Records from a data collection
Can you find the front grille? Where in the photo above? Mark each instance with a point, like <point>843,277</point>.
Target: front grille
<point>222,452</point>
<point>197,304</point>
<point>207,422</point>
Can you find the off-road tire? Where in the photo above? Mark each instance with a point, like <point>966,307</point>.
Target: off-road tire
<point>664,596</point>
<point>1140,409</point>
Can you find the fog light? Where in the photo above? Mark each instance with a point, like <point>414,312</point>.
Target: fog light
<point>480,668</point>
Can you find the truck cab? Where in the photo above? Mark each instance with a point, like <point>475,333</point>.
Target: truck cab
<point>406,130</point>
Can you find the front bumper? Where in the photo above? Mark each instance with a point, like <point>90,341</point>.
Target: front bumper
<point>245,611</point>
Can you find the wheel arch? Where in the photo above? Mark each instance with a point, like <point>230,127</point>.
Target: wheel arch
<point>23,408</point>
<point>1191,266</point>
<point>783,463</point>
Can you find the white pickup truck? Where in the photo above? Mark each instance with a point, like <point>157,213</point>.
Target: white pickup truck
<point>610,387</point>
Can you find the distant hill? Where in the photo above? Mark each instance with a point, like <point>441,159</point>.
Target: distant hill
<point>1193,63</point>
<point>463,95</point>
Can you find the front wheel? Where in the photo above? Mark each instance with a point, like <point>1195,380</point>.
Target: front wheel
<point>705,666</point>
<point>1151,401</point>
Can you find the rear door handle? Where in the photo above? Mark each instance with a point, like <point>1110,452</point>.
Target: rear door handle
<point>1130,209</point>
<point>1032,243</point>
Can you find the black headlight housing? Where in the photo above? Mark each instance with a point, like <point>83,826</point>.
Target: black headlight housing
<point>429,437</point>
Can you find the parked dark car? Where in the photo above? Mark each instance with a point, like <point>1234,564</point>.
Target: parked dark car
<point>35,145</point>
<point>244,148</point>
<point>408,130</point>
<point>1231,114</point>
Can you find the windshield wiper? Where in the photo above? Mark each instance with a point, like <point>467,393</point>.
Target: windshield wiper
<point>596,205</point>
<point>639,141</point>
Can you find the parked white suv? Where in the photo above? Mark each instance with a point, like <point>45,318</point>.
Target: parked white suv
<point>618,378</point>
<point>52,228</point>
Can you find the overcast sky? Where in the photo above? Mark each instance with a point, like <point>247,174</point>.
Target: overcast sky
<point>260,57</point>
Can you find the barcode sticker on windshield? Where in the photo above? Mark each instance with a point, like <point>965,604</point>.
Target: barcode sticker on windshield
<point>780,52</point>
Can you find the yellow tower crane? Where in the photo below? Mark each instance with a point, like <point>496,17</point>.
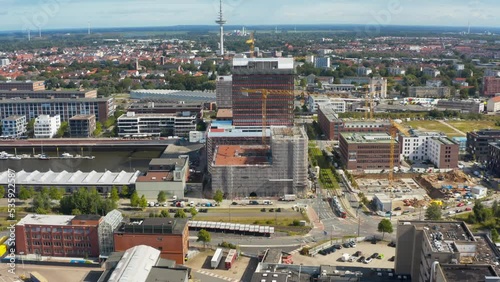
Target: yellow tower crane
<point>251,43</point>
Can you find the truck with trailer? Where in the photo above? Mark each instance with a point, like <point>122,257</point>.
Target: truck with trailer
<point>289,198</point>
<point>231,258</point>
<point>215,261</point>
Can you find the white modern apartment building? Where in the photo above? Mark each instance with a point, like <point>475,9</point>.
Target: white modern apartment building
<point>132,124</point>
<point>46,126</point>
<point>416,147</point>
<point>14,126</point>
<point>338,105</point>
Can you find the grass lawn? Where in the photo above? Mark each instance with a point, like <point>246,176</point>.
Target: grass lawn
<point>432,125</point>
<point>471,125</point>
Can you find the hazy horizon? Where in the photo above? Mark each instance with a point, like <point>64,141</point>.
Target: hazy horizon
<point>72,14</point>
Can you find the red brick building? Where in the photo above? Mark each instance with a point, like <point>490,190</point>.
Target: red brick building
<point>58,235</point>
<point>491,85</point>
<point>367,151</point>
<point>169,236</point>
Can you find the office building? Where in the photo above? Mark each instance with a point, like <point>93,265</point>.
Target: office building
<point>336,104</point>
<point>142,264</point>
<point>478,143</point>
<point>22,86</point>
<point>58,235</point>
<point>281,168</point>
<point>464,106</point>
<point>132,124</point>
<point>166,174</point>
<point>165,107</point>
<point>263,73</point>
<point>102,108</point>
<point>378,87</point>
<point>322,62</point>
<point>82,126</point>
<point>14,126</point>
<point>168,235</point>
<point>331,125</point>
<point>46,126</point>
<point>72,181</point>
<point>224,92</point>
<point>493,162</point>
<point>444,251</point>
<point>493,105</point>
<point>367,151</point>
<point>491,86</point>
<point>428,92</point>
<point>443,152</point>
<point>47,94</point>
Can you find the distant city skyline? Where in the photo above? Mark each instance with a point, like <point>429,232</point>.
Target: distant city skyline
<point>59,14</point>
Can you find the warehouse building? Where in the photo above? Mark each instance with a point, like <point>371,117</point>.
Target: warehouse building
<point>275,170</point>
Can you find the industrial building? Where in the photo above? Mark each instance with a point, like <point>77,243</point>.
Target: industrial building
<point>493,163</point>
<point>58,235</point>
<point>72,181</point>
<point>82,126</point>
<point>444,251</point>
<point>132,124</point>
<point>428,92</point>
<point>367,151</point>
<point>478,142</point>
<point>46,126</point>
<point>168,235</point>
<point>167,175</point>
<point>466,106</point>
<point>337,104</point>
<point>174,95</point>
<point>271,74</point>
<point>102,108</point>
<point>224,92</point>
<point>142,264</point>
<point>22,85</point>
<point>14,126</point>
<point>331,125</point>
<point>47,94</point>
<point>275,170</point>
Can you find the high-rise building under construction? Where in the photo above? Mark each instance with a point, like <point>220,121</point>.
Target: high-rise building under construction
<point>263,73</point>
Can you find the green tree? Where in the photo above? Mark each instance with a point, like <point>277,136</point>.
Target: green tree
<point>56,193</point>
<point>219,196</point>
<point>143,203</point>
<point>162,197</point>
<point>24,194</point>
<point>124,192</point>
<point>180,214</point>
<point>193,211</point>
<point>134,199</point>
<point>433,212</point>
<point>385,226</point>
<point>114,194</point>
<point>204,236</point>
<point>164,213</point>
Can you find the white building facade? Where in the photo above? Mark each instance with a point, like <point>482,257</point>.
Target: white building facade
<point>46,126</point>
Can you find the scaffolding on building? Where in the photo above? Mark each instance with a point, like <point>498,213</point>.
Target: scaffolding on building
<point>105,231</point>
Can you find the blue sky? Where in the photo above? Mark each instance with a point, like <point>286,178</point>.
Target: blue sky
<point>21,14</point>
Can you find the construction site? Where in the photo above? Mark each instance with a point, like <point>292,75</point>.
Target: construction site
<point>263,170</point>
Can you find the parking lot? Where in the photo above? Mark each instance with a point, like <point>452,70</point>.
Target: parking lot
<point>366,248</point>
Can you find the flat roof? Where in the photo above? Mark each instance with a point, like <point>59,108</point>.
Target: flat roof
<point>46,219</point>
<point>467,272</point>
<point>367,138</point>
<point>160,176</point>
<point>240,155</point>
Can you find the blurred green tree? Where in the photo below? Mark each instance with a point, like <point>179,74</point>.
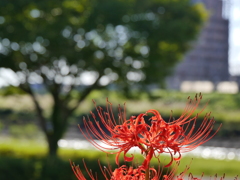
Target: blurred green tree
<point>90,44</point>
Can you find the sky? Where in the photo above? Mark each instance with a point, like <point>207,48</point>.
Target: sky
<point>234,37</point>
<point>233,14</point>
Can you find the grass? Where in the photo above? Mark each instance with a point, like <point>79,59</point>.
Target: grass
<point>224,107</point>
<point>27,149</point>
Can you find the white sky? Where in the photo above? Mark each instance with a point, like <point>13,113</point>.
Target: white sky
<point>234,37</point>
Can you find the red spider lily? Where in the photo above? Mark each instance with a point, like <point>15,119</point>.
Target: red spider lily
<point>121,173</point>
<point>159,137</point>
<point>122,137</point>
<point>138,173</point>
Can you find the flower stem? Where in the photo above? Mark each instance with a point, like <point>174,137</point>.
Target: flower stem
<point>147,173</point>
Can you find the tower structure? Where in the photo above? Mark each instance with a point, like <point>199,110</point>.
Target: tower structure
<point>208,59</point>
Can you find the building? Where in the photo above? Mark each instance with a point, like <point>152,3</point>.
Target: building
<point>208,59</point>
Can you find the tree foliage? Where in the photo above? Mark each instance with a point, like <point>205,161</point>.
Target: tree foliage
<point>91,44</point>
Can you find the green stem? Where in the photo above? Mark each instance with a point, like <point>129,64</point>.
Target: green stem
<point>147,174</point>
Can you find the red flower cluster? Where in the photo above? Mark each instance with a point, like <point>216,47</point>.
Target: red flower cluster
<point>152,137</point>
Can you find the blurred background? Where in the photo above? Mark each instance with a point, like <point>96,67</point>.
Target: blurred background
<point>56,56</point>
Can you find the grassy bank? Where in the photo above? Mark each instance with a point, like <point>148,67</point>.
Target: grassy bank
<point>36,151</point>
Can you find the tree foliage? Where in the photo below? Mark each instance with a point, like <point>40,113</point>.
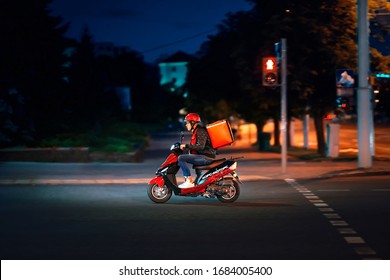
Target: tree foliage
<point>321,37</point>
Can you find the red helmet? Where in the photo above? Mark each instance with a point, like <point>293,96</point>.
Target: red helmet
<point>194,117</point>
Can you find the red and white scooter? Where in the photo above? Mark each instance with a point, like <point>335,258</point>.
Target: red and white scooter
<point>218,179</point>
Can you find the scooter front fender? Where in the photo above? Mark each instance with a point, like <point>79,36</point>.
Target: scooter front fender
<point>158,180</point>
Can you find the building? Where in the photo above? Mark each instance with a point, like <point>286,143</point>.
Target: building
<point>173,70</point>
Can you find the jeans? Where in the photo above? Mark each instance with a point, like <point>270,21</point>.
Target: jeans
<point>193,159</point>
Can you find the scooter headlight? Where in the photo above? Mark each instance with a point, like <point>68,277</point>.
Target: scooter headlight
<point>175,146</point>
<point>233,166</point>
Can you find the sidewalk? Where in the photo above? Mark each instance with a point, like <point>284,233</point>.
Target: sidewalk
<point>254,165</point>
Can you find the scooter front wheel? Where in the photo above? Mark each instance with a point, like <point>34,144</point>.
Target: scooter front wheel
<point>232,193</point>
<point>159,194</point>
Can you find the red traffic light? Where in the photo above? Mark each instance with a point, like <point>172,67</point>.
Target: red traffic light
<point>270,64</point>
<point>270,71</point>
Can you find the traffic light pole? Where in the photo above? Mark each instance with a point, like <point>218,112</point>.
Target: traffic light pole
<point>364,104</point>
<point>283,97</point>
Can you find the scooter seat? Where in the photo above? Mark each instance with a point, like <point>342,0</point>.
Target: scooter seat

=== To do ===
All lines of the entries containing the string "below" must be shown in full.

=== Task output ===
Can you find the yellow tower crane? Where in the photo below? Mark each instance with a point, like <point>496,17</point>.
Can you find the blurred green tree? Where in the photo below? Mark each instance with a point, like <point>179,74</point>.
Can you find the tree foliage? Where in the photo below? Mark each instance with a point, like <point>40,113</point>.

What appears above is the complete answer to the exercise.